- _要件_: 下に引用する犬の子宮蓄膿症の手術の文章を、最後の文の後から引き継いで書き進めてください。

- _引用文_:
犬の子宮蓄膿症(開放型)の手術

 数日前からぐったりしてきて食欲がないという子が来院しました。
 陰部を見ると、膿が多量排出されているのが確認されました。
 超音波では子宮は分かりにくかったですが、症状から子宮の中に膿が溜まる「子宮蓄膿症」の可能性が高いことを説明し、麻酔のリスクを説明した上で手術をさせていただくことになりました。

 麻酔をかけて仰向けに寝かせたところです。
 陰部に多量の膿がこびりついているのが確認されます。

 定法に従い、開腹の準備をします。
 開腹し、子宮を探ると、どす黒く変色し、内部に液体を貯留している様子の子宮が確認されました。
 蓄膿状態の子宮はもろく、避けやすくなっていることが多いため、丁寧に扱う必要があります。
 避妊手術と同様に、卵巣の血管を結紮していきます。
 卵巣は黄体が発達していました。
 左右の卵巣動・静脈を結紮し、切断したところです。
 後は子宮体部を結紮し、閉腹して終了です。

- _提供情報_:
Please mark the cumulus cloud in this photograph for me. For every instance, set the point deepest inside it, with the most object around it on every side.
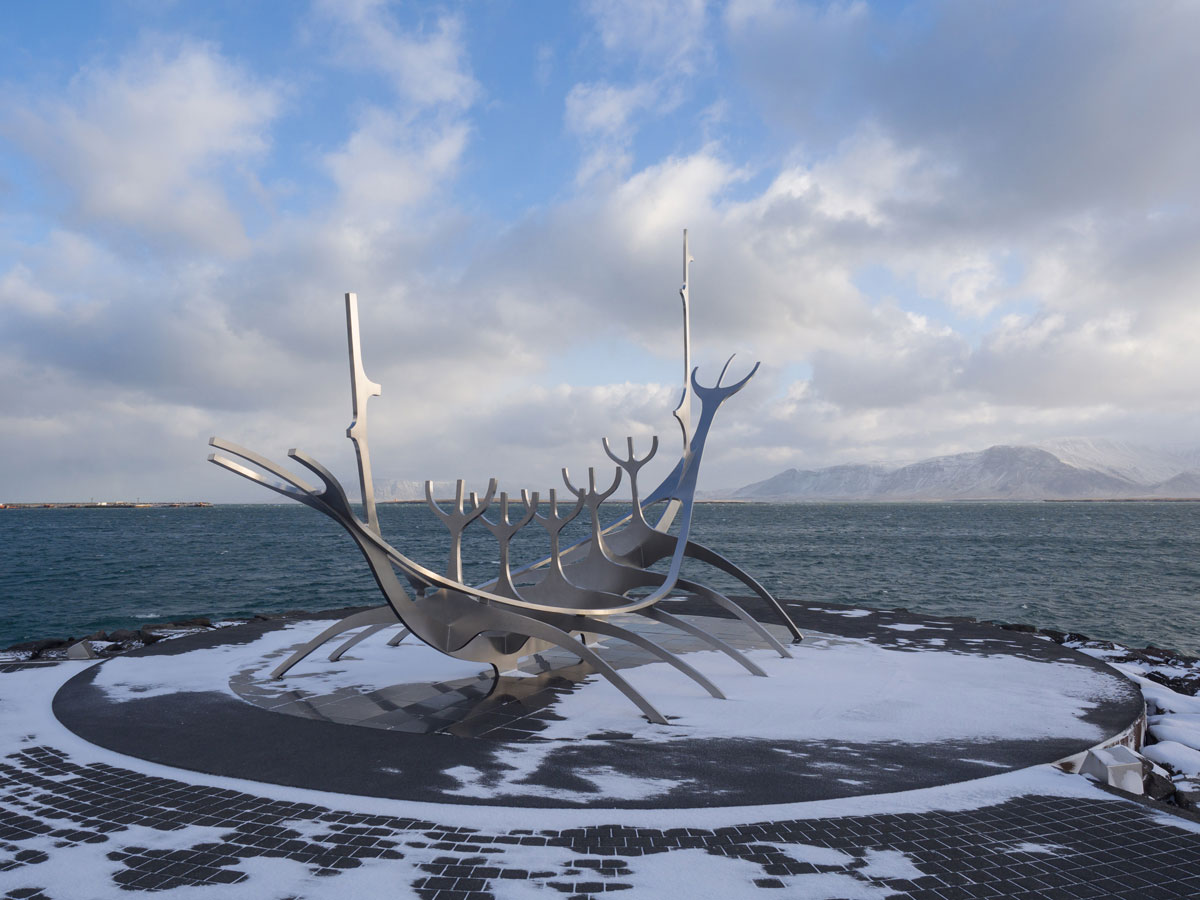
(942, 231)
(153, 144)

- _以下出力_:
 今回は子宮頚管が開いていて膿が外に排出される、開放型の子宮蓄膿症でした。
 そのため、子宮がパンパンになって破裂しそう、という状態ではありませんでした。

 子宮蓄膿症では、子宮内に細菌感染が起こり、細菌の毒素によって肝不全・腎不全などの多臓器不全に陥ってしまいます。
 一旦発症してしまった場合、放置すればほぼ死亡する怖い病気です。
 診断がついた時点では、体が弱っていて、手術しても死んでしまうこともしばしばあります。

 一番良いのは、若いときに避妊手術をしておくことによってこの病気にならないことですが、なってしまった場合は、できるだけ早期に手術をして膿の溜まった子宮を摘出することが根本治療となります。
 幸い、今回の症例では手術した後元気になり、無事退院となりました。


犬の子宮蓄膿症(閉塞型)の手術

 数日前から食欲がないという子が来院しました。
 未避妊で中年なので、陰部も確認したのですが、排膿は見られませんでした。
 念のために超音波検査をしたところ、腹部に液体の入った袋状構造が大きく存在していたため、子宮蓄膿症を疑い、麻酔の危険性を説明した上で、開腹手術をしました。

 腹部を開けると、腹膜の直下に、重度に膨満した臓器が見られました。
 傷つけないように気をつけながら、切開を拡げていきます。

 子宮蓄膿症の子宮は、とてももろくなっているため、引っ張って出す、という操作ができません。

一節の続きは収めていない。